**Data rows**
● ● ● ● ● ● ●
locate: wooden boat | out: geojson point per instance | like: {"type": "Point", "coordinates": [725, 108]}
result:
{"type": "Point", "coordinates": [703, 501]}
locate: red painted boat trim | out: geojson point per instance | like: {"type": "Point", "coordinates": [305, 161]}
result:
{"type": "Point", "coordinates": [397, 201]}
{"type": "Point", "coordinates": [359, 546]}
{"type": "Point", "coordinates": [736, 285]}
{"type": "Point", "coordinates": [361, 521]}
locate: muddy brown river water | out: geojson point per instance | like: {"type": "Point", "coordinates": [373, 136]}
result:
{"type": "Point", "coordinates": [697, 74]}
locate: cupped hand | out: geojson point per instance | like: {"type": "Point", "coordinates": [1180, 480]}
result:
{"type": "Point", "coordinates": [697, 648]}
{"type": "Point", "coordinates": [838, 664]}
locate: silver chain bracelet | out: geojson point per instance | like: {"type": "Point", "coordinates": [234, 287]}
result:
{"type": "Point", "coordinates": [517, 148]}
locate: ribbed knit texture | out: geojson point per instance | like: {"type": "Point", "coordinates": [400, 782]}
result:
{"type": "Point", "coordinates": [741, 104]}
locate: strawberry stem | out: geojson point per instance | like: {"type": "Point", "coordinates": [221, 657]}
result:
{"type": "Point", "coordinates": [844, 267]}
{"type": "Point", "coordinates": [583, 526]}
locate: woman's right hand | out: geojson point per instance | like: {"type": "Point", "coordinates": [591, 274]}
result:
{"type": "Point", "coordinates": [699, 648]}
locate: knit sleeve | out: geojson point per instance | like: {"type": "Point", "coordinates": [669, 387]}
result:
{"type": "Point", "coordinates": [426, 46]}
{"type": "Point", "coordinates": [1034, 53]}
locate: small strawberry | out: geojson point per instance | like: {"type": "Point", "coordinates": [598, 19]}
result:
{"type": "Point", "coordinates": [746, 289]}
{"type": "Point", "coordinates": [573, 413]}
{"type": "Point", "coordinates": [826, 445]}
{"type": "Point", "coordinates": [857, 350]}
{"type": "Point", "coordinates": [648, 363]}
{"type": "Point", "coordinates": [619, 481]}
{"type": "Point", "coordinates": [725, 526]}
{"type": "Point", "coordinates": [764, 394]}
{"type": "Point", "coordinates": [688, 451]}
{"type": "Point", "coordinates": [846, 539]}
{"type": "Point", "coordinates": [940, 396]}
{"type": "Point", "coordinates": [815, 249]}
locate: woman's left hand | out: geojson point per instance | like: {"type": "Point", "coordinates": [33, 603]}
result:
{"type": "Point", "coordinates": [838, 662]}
● ● ● ● ● ● ●
**The request**
Rescale the rows: begin at the line that contains "locate: woman's right" and stop at the end of the rows, writing out every line in that span. Multiply each coordinate in the result points by 1.85 and round to whole numbers, halves up, while copying the locate lines and their sample coordinates unchanged.

**Result of the exercise**
locate: woman's right hand | out: geojson point per instance | like: {"type": "Point", "coordinates": [591, 274]}
result:
{"type": "Point", "coordinates": [1293, 1199]}
locate: knit sleeve | out: geojson point per instance | like: {"type": "Point", "coordinates": [669, 387]}
result:
{"type": "Point", "coordinates": [788, 85]}
{"type": "Point", "coordinates": [1913, 98]}
locate: small strawberry | out: geojson point per instance | like: {"type": "Point", "coordinates": [598, 19]}
result:
{"type": "Point", "coordinates": [1380, 535]}
{"type": "Point", "coordinates": [1060, 764]}
{"type": "Point", "coordinates": [1528, 823]}
{"type": "Point", "coordinates": [1585, 648]}
{"type": "Point", "coordinates": [1199, 672]}
{"type": "Point", "coordinates": [1145, 890]}
{"type": "Point", "coordinates": [1341, 973]}
{"type": "Point", "coordinates": [1413, 729]}
{"type": "Point", "coordinates": [1273, 834]}
{"type": "Point", "coordinates": [1565, 997]}
{"type": "Point", "coordinates": [1739, 733]}
{"type": "Point", "coordinates": [1508, 461]}
locate: woman's left hand | out: geojson point per instance | like: {"type": "Point", "coordinates": [33, 603]}
result:
{"type": "Point", "coordinates": [1550, 1225]}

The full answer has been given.